__What to do__.
[a] According to the cancer advances report, how many of its featured studies did the editorial board designate as "major" advances?
[b] Extend the cancer advances report, starting after its last sentence.

__Text provided__.
::::

Clinical Cancer Advances 2012


ASCO’s Annual Report on Progress Against Cancer

Each year, the American Society of Clinical Oncology conducts an independent review of advances in clinical cancer research that have the greatest potential impact on patients’ lives.

This year’s report, Clinical Cancer Advances 2012: ASCO’s Annual Report on Progress Against Cancer, features 87 studies, 17 of which were designated as “major” advances by the report’s 21-person editorial board.

The large number of advances featured in this year’s Report affirms the remarkable payoff of national investments in clinical research on cancer prevention, screening, treatment and quality of life for patients with cancer.

This year's report highlights:

New Therapies Help Overcome Treatment Resistance

Too often, certain cancers respond to initial treatment but eventually develop resistance and grow. Research reported in the past year brought new, effective options for several difficult types of tumors.

  • Gastrointestinal cancers: A new drug called regorafenib was found to benefit patients with treatment-resistant gastrointestinal stromal tumors and metastatic colorectal cancer
  • Pediatric cancers: The adult lung cancer drug crizotinib had promising activity against aggressive forms of pediatric neuroblastoma and anaplastic large cell lymphoma
  • Medullary thyroid cancer: A new targeted agent, called cabozantinib, was found to slow progression of persistent medullary thyroid carcinoma, a particularly aggressive form of thyroid cancer
  • Targeted drug combinations: New successes against hard-to-treat cancers were also achieved by combining two or more molecularly targeted drugs that aim at the same molecular pathways. Three such strategies proved successful against breast cancer and another showed promising signs against advanced sarcoma that resisted standard treatments
  • New targeted drugs: New molecularly targeted agents also showed promising activity against treatment-resistant forms of leukemia (ponatinib and ibrutinib) and soft-tissue sarcoma (pazopanib)

Realizing the Promise of Precision Medicine

Oncology is rapidly transitioning to an era where patients receive treatment tailored to the unique genetic make-up of their tumors. Researchers now know that even subtle genetic differences can make one tumor responsive and another resistant to the same drug.

Major advances in this field include:

  • Tumors are diverse and evolving: An important study revealed there can be dramatic genetic variations within a single tumor and among primary and distant tumors in the same patient. Two more studies captured genomic snapshots of more than a thousand different cancer cell lines from a variety of human cancers, offering new clues about cancer biology that will speed the discovery of new personalized treatments.

::::

__Data provided__.
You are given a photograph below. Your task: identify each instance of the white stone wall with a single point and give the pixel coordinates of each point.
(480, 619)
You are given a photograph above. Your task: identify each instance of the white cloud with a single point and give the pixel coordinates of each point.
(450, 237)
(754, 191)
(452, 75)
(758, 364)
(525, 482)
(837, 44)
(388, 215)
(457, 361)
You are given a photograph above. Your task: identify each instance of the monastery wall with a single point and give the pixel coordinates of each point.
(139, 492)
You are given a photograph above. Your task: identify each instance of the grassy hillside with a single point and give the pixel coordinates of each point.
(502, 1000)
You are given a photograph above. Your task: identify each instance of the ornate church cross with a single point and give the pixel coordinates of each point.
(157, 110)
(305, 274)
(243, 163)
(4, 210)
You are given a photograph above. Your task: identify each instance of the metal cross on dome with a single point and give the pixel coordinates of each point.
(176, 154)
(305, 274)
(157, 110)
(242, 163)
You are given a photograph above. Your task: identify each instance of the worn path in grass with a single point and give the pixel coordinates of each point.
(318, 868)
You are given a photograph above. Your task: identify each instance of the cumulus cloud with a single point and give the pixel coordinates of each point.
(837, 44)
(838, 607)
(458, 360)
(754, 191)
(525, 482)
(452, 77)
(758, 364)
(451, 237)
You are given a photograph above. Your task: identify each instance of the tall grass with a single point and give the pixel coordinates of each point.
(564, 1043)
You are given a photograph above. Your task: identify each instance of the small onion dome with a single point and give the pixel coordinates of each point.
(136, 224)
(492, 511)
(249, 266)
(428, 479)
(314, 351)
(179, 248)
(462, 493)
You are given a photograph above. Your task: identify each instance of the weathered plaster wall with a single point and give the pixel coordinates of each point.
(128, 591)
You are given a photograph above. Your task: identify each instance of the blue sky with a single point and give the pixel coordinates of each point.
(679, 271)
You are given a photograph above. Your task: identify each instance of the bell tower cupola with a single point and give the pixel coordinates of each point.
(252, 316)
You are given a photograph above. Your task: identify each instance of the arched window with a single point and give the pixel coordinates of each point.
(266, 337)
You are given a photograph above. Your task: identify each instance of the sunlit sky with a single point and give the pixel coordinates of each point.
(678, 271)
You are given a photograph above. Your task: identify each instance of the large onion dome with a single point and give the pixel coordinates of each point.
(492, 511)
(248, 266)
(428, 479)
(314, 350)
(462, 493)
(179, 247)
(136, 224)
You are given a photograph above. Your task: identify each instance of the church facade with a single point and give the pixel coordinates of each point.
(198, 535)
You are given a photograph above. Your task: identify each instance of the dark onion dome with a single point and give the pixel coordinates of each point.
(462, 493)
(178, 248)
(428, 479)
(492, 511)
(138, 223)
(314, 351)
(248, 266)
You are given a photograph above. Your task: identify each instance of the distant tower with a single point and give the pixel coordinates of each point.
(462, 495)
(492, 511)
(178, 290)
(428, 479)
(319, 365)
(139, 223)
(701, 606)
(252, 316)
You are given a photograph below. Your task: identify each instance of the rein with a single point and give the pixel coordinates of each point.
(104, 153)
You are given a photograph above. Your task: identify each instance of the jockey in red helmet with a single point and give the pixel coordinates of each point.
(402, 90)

::::

__Per-task answers__.
[a] 17 of the 87 featured studies

[b]
  • The Cancer Genome Project: New results from this federally funded cancer research initiative revealed potential new drug targets in colorectal cancer, identified biological processes critical for cancer cell survival, and proposed innovative ways to predict whether chemotherapy would be effective in patients with ovarian cancer, based on tumor biology.

New Insights on Cancer Screening

About one-third of all cancer cases could be prevented, primarily through lifestyle and dietary changes, or by early detection through screening. This year, researchers gained important new insights into screening, especially for colorectal and lung cancers.

  • Colorectal cancer: A study this year suggested that screening with flexible sigmoidoscopy, a test which examines just the lower bowel, reduces colorectal cancer incidence and death rates. While promising, it remains unclear how the test compares to a standard colonoscopy.
  • Lung cancer: A large study showed that yearly chest X-ray exams do not reduce the risk of dying from lung cancer in the general population, affirming that these tests should not be given.

New FDA Approvals Fill Urgent Treatment Gaps

Based on encouraging results from large clinical trials, the U.S. Food and Drug Administration approved seven new anti-cancer drugs and expanded indications for five existing agents between October 2011 and October 2012.

The approvals bring new treatment options for patients with certain forms of myeloma (carfilzomib); leukemia and lymphoma (liposomal vincristine); breast cancer (pertuzumab and everolimus); skin cancer (vismodegib); prostate cancer (enzalutamide); gastrointestinal stromal tumors (imatinib mesylate); colorectal cancer (cetuximab,ziv-Aflibercept, and regorafenib); kidney cancer (axitinib); and soft-tissue sarcoma (pazopanib).